#### Goal A
According to the Scriabin review, what is the core of Scriabin's Hindu-inspired philosophy?

#### Selected passage
......

SCRIABIN Piano Sonatas Nos. 3-5, 8-10 Matthew Bengtson (pn) ROMÉO 7232 (74:21)

The interpretive demands of Scriabin’s music do not forgive those who fail to account for its spiritual dimensions, or probe the relation between his compositional techniques and his mystical beliefs. To a remarkable extent, Scriabin succeeded in duplicating, in compositional categories, the core of his Hindu-inspired philosophy: transcendence of the ego. Within an exotic soup of chromatic, whole-tone and octatonic scales, legions of tritone-saturated, dominant-quality chords annihilate conventional harmonic function and disturb ordinary progression and resolution. As it hovers and exfoliates, the music frustrates our expectations and leaves the impression of time suspended. Here Scriabin’s sultry spirituality found an ideal vehicle for expression: the obliteration of a single key center (for centuries the Rosetta Stone of Western music) in favor of multiple, perpetually shifting centers. The prismatic harmonies, peculiar distribution of pitch material, and fragmented rhythmic configurations do not represent the religious ritualism to which they aspire so much as they reproduce it as the principle of the music’s immanent structure, giving way to the obsessive character of ritual itself.

For Scriabin, the ambiguity of this approach was to become the musical equivalent of the androgyne, or the non-ego, the governing principles of his Vedanta-driven mysticism. Thus, the great interpreter of Scriabin is a kind of translator capable of transforming himself from performer into conjurer; the richly layered, diaphanous textures demand a comprehensive command of structure, dynamics, and a rhythmic suppleness that moves beyond purely metrical considerations.

At long last, a pianist has come along who fulfills those qualifications. Matthew Bengtson has not only cultivated the transcendent technical apparatus indispensable for performing Scriabin, but has assumed intellectual responsibility for its interpretation. An adjunct professor at the University of Pennsylvania, Haverford College, and Bryn Mawr Colleges, Bengtson offers some of the most authoritative and electrifying readings of the sonatas (and a few of the miniature character pieces) in memory. Here is a pianist of extraordinary depth and imagination, whose way with this music is at once unique, satisfying, and interpretively unimpeachable.

That is in large part because Bengtson is aware that the notion of Scriabin’s late music as a transitional affair, that is, a gateway between tonality and atonality, is apocryphal. That idea, long since put to rest by scholars as inadequate and technically insupportable, betrays its naiveté at every turn; it is the kind of thinking that invites rhythmically wayward, rhapsodic performances that compromise the music’s form and content. Scriabin’s music, on the contrary, fulfills the very concept of atonality for exactly the reasons described above; its cosmos of instability is energized precisely by the absence of a single, identifiable tonal center of the sort long proffered by tertiary harmony. Rather than proceeding from and returning to a grounded tonic, Scriabin’s harmonic Diaspora wastes no time spreading its wings as it fashions harmonic galaxies within galaxies. In this rarefied atmosphere, the compositional sun (an apt metaphor for the central role and function of the tonic) has no particular importance nor stability, but the gravitational attraction of black holes, which are codified in derived dominants, octatonic scales, tritones, perfect fourths, and French sixths, certainly do. Things swirl and murmur, orbit and disperse, only to burn up and evaporate in this exotic compositional atmosphere.

......

#### Records
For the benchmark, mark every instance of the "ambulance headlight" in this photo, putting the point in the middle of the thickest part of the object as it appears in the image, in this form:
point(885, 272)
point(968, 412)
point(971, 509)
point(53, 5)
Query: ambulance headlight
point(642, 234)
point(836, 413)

......

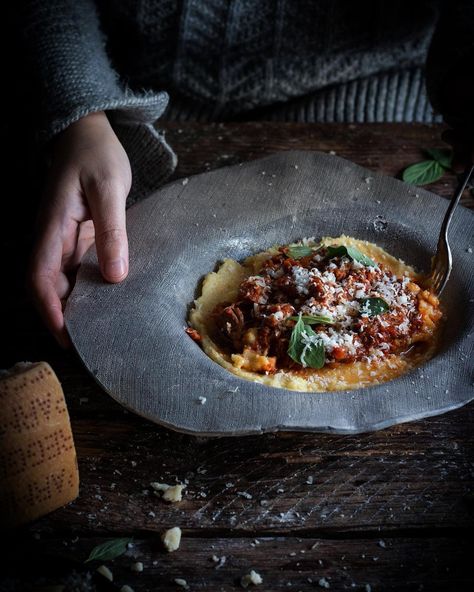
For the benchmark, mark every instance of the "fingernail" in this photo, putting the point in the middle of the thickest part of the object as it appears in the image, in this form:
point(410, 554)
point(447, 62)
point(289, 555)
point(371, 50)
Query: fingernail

......

#### Goal B
Return every line of the entries that contains the string "fingernail", matching case exactly.

#### Final answer A
Transcendence of the ego.

#### Final answer B
For the benchmark, mark every instance of the "fingernail" in this photo, putting the point in the middle of the thickest part of the object as it appears in the image, in this form:
Query: fingernail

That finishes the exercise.